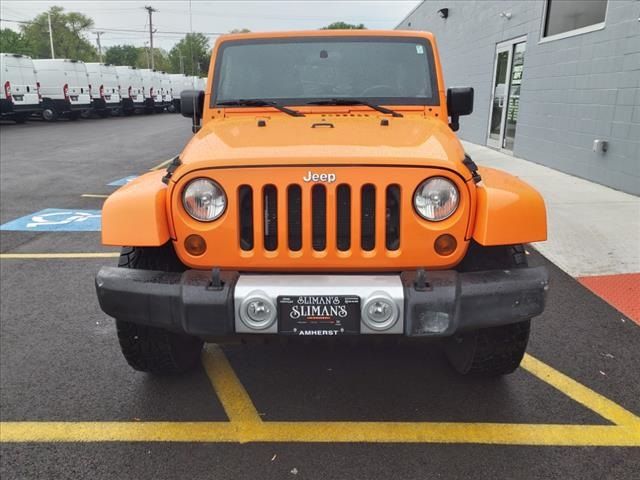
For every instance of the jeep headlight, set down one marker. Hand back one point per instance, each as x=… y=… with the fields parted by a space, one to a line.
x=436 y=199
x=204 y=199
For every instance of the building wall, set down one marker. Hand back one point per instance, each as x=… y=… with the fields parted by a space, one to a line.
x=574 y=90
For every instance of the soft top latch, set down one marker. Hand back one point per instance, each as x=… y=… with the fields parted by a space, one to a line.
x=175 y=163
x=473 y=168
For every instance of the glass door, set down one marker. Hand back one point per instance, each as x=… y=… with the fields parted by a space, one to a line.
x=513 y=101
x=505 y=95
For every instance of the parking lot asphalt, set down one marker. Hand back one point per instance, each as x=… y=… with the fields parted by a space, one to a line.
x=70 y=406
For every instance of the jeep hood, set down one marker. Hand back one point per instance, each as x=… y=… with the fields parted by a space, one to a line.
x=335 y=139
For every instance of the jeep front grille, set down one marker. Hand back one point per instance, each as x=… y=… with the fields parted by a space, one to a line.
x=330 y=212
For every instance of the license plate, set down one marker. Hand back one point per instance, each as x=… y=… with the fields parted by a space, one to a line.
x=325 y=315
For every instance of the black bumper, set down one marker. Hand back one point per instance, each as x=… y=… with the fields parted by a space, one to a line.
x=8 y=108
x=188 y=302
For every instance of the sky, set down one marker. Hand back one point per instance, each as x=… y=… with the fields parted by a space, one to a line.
++++++++++++++++++++
#### [PROBLEM REQUIREMENTS]
Exact retyping is required: the line with "For every instance of the black" through the end of the data, both ends included, and no other line.

#### [WRITTEN RESPONSE]
For every instance of the black bumper, set down one marker. Hand back one point per instance, each as x=… y=… with the fields parted by a space, one to a line.
x=8 y=108
x=188 y=302
For every instance of the sky, set down one marker. Hand back one point per instance, each as x=… y=… with the fields parted by a space, one to a line.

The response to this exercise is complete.